TEXT SECTION:
*-*-*

If you think mobility and handicapped-accessibility issues in restaurants don’t apply to you, just wait a few years.
While people who aren’t in wheelchairs tend to have a liberal definition of “accessible,” a restaurant may describe itself as accessible because there’s only one step leading to the door, or because it has low-top tables.
“When ADA compliance, became law in 1978, North Carolina was the first state to adopt handicap code,” says Dan Dockery, chief building official for the city of Winston-Salem.
“We have to be ruthless to provide an inclusive environment. We often forget those things.”
Winston-Salem is consistently on “Best Places to Live” lists in Forbes, Time and US News & World Report.
I sat down with one of the Triad’s most colorful and social restaurant goers, Jeff “Smitty” Smith, aka Smitty of Smitty’s Notes. Smitty suffers from multiple sclerosis and uses a wheelchair to get around town.
When you go out, what restaurants do you like?
Normally, I don’t like to say which restaurants I like going to. The big thing now is Southern cuisine. What I like to call the “shrimp and grits” cuisine. The Taco Regime has been pretty good. Italian cuisine has been pretty good. The burger scene is pretty good.

*-*-*

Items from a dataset
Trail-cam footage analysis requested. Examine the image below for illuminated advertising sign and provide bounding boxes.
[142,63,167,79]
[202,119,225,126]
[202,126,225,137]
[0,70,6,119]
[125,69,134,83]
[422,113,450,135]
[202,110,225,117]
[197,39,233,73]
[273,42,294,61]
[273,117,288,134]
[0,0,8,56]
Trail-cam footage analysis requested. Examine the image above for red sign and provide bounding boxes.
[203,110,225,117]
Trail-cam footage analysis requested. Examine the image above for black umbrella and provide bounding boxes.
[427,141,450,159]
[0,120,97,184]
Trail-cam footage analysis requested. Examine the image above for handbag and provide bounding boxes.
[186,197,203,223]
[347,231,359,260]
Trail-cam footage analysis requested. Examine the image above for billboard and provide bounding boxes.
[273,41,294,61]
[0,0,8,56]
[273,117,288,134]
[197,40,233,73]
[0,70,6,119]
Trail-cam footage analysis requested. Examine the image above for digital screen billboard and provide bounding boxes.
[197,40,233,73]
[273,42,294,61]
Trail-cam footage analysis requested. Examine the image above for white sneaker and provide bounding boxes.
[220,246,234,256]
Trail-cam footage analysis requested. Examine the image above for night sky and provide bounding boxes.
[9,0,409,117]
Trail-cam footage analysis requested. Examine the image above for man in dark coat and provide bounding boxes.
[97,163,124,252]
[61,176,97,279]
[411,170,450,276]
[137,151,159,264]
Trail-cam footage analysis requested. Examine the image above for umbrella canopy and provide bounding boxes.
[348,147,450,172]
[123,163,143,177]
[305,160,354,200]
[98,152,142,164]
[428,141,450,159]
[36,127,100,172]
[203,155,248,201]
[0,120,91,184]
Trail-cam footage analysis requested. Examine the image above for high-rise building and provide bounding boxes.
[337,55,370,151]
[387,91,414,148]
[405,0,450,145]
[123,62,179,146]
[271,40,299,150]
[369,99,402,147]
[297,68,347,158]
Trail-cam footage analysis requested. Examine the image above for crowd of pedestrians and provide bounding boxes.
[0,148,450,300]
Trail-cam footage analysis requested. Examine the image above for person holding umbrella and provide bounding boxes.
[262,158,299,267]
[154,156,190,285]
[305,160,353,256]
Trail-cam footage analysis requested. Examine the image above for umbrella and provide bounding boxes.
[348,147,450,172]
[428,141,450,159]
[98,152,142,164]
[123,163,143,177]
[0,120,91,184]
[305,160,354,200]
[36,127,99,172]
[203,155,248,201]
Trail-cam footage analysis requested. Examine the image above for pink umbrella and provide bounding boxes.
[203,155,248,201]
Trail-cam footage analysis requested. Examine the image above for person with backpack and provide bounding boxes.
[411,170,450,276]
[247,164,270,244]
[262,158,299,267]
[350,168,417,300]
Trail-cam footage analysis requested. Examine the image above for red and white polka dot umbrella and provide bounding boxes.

*-*-*

PROBLEM DESCRIPTION:
Copy down the stretch of the restaurant accessibility text from "I sat down with" through "is pretty good.".

SOLUTION BELOW:
I sat down with one of the Triad’s most colorful and social restaurant goers, Jeff “Smitty” Smith, aka Smitty of Smitty’s Notes. Smitty suffers from multiple sclerosis and uses a wheelchair to get around town.
When you go out, what restaurants do you like?
Normally, I don’t like to say which restaurants I like going to. The big thing now is Southern cuisine. What I like to call the “shrimp and grits” cuisine. The Taco Regime has been pretty good. Italian cuisine has been pretty good. The burger scene is pretty good.